## TO DO
A - In the spaCy parsing post below, what POS tag does 'oven' receive in 'The baker and oven support the baking'?
B - Carry on the spaCy parsing post below from its final sentence.

## TEXT TO READ
Start
I am using spaCy in order to match text against certain dependency patterns. I'm facing the problem that my DependencyParser gives different results even in simple sentences when a single word (of same ground-true POS-Tag) is changed. E.g. 'The baker and supervisor support the baking' finds that 'support' is a VERB, 'baker' and 'supervisor' are NOUNS. 'baker' and 'supervisor' have nsubj dependency to support, 'baking' is dobj of support. See here. Now changing this to 'The baker and oven support the baking' results in an ADV POS-Tag for 'oven' instead of NOUN and has dependency advmod to 'support'. See here. This makes absolutely no sense as oven is never an adverb. I thought that the DependencyParser probably uses the POS-Tags and that changing them could change the resulting dependencies.
End
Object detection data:
Start
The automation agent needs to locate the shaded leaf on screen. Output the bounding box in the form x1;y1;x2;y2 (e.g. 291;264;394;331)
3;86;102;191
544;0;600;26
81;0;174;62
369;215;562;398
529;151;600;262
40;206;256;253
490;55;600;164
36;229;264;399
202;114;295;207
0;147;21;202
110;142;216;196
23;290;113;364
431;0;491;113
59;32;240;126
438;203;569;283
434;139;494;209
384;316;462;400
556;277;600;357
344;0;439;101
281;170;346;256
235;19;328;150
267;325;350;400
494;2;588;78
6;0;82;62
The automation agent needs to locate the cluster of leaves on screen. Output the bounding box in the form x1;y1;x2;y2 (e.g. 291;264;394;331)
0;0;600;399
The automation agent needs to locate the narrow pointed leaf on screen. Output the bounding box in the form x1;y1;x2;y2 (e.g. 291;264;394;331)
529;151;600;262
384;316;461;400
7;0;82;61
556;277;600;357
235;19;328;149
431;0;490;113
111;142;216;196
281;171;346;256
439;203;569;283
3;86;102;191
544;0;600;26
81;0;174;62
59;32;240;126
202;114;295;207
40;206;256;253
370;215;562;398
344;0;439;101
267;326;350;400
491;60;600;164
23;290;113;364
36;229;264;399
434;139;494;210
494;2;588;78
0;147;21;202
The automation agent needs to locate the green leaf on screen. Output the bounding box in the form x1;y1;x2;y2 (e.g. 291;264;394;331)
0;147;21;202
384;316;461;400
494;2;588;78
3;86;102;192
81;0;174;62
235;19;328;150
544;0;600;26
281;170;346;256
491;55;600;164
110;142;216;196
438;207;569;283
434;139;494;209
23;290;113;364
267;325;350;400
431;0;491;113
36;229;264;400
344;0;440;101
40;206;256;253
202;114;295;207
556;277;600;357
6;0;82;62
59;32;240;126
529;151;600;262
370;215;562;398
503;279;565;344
End
## ANSWERS TO EACH TASK
A - ADV, with an advmod dependency to 'support'.

B -
I found this question [3] and managed to extract the probabilities of all POS-Tags for each token with Tagger.model.predict([doc]) which delivers a matrix of shape len(doc) x len(tagger.labels). In the first sentence 'supervisor' got 99,8 % for NOUN, while 'oven' only got 62 % for ADV. So I produced multiple docs for the same text, where I changed the Token.pos_ to the second and third most probable candidates if there is uncertainty (most probable tag < 90 %). I then ran the DependencyMatcher with all three docs, thinking that the different POS-Tags would lead to a change in dependencies, but it doesn't. When 'oven' has POS-Tag NOUN (third most probable tag) it still has advmod dependency with 'support', which doesn't make sense.
So similar to [3] I want to inspect the probabilities of all values for Token.dep_ for each token in the doc. Unfortunately, DependencyParser.model.predict([doc]) doesn't deliver this (afaik).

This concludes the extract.